• _Task brief_
Of the lines below, reproduce exactly those from the line containing "The automated pipeline tagged green tree" to the end, including both the first and the last.

• _Record excerpts_
⁂

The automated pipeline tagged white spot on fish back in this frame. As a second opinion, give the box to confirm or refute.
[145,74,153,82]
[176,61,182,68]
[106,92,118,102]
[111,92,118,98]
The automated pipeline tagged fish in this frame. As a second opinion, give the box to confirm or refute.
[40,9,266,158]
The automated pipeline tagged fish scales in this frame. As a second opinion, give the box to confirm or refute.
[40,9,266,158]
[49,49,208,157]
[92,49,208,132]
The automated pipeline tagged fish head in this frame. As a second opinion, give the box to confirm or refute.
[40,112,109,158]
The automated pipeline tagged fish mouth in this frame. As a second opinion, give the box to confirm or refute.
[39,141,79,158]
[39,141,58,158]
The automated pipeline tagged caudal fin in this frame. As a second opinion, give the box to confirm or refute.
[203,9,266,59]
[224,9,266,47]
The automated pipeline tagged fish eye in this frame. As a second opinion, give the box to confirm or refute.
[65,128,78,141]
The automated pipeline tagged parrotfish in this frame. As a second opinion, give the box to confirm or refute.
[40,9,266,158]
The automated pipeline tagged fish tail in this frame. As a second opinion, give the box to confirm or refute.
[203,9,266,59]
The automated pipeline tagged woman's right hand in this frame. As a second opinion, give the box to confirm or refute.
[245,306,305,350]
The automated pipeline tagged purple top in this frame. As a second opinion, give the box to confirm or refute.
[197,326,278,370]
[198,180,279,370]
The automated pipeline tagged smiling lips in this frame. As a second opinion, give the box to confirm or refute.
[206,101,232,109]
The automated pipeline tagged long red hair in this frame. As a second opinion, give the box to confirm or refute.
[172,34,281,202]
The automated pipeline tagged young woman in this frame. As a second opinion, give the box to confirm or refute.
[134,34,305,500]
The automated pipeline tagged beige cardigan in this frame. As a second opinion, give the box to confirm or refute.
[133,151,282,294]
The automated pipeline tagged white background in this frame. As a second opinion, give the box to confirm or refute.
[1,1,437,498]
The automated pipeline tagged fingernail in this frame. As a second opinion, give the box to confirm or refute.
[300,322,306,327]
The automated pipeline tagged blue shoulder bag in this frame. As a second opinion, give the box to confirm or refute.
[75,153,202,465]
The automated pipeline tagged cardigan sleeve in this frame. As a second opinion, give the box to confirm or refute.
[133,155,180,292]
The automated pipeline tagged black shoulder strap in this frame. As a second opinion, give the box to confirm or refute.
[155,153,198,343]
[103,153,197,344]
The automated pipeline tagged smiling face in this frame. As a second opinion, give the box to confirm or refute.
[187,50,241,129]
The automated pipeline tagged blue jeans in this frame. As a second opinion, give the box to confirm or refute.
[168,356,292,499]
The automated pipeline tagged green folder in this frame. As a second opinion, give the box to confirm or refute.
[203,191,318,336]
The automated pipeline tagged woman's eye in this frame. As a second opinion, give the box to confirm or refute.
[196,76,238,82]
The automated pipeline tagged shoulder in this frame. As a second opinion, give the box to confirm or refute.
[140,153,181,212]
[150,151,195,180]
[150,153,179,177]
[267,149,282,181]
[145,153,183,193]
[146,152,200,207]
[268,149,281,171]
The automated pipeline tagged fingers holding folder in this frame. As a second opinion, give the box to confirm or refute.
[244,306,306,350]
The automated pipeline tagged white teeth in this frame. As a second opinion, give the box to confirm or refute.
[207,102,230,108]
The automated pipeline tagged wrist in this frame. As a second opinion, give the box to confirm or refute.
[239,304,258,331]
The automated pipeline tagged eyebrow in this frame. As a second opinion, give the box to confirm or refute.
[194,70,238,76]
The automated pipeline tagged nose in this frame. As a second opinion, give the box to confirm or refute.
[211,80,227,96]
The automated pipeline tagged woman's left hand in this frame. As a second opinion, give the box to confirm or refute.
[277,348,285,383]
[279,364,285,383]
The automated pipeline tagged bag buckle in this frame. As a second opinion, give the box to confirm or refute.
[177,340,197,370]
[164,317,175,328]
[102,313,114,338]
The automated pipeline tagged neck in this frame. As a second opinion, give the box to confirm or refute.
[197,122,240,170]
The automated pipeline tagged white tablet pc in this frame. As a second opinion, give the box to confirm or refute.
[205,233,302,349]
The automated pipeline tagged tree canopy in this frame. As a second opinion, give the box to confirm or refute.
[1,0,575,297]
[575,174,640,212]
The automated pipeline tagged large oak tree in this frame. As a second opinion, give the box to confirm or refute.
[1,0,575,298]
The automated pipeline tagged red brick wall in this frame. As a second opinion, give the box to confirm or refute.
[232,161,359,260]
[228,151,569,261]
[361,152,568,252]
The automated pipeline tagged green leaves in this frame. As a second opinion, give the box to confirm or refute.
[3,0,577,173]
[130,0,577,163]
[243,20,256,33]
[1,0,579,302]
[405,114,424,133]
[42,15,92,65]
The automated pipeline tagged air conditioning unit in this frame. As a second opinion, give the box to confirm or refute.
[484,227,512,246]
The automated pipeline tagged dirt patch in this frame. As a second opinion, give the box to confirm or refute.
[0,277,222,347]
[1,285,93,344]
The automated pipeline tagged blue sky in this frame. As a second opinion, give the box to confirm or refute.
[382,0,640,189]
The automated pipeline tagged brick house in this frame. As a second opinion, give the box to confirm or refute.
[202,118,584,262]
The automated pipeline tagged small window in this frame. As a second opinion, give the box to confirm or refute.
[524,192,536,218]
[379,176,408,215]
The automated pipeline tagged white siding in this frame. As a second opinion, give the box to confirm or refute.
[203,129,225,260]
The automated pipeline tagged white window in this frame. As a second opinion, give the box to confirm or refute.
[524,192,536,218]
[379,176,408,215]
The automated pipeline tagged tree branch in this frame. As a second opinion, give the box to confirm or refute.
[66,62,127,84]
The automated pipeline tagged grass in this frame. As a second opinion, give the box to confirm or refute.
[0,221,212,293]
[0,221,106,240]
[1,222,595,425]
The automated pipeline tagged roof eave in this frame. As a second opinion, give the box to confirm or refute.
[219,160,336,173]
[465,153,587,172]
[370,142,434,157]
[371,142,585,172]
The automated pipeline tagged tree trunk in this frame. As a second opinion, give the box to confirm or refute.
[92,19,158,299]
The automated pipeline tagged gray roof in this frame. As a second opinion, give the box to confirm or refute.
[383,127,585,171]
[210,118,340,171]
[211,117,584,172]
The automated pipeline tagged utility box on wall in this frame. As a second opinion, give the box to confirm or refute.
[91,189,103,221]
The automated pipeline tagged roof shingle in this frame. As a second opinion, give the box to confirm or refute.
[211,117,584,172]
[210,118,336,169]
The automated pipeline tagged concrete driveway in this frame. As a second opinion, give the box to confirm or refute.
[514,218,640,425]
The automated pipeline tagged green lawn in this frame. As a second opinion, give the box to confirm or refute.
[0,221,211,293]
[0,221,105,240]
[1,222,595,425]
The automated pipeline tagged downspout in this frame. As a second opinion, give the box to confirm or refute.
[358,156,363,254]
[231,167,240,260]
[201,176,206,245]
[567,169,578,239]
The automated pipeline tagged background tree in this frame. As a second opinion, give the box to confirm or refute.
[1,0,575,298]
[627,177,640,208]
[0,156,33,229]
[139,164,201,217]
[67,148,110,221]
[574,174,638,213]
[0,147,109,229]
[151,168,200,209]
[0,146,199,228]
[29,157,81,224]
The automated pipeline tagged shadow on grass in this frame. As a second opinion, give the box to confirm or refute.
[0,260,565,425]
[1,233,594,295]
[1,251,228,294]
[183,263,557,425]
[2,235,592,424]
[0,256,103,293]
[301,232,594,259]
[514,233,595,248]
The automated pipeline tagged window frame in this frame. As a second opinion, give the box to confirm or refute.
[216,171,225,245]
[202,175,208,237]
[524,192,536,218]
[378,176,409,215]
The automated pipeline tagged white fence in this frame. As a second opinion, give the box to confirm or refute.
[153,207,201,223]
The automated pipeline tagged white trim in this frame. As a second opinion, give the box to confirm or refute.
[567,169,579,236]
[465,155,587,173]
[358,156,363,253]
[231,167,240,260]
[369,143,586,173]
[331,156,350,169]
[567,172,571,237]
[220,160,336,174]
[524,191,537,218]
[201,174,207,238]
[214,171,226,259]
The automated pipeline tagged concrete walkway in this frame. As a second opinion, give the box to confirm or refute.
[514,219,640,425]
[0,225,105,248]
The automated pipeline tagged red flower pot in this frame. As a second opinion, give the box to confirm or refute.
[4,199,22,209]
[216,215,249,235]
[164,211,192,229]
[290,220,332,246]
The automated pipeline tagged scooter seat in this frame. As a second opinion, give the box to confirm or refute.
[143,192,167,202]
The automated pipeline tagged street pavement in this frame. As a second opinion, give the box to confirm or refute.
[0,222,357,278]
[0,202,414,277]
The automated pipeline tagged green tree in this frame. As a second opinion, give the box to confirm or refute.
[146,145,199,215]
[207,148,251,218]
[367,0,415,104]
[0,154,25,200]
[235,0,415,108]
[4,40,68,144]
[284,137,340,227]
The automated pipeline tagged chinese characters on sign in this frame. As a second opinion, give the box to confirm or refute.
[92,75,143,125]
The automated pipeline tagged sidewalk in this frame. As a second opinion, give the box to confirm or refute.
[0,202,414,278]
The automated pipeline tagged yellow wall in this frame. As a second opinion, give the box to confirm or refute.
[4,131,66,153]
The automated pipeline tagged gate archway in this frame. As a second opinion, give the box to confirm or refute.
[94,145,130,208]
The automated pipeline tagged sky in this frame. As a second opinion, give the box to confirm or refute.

⁂

• _Exercise answer_
The automated pipeline tagged green tree in this frame. As a second opinion, give the box to confirm or refute.
[146,145,199,215]
[207,148,251,218]
[367,0,415,104]
[0,154,25,200]
[235,0,415,108]
[4,40,68,144]
[284,137,340,227]
The automated pipeline tagged chinese characters on sign in this frame. As a second opinion, give the box to confirm or refute.
[92,75,143,125]
The automated pipeline tagged sidewalk in this frame. As a second opinion, give the box to confirm or refute.
[0,202,414,278]
The automated pipeline tagged yellow wall in this frame. As a second opinion, give the box to confirm or refute.
[4,131,66,153]
The automated pipeline tagged gate archway in this frame. As a second opinion, give the box to confirm or refute.
[94,145,130,208]
The automated pipeline tagged sky in this frame. As a second opinion, give the box to confirm or refute.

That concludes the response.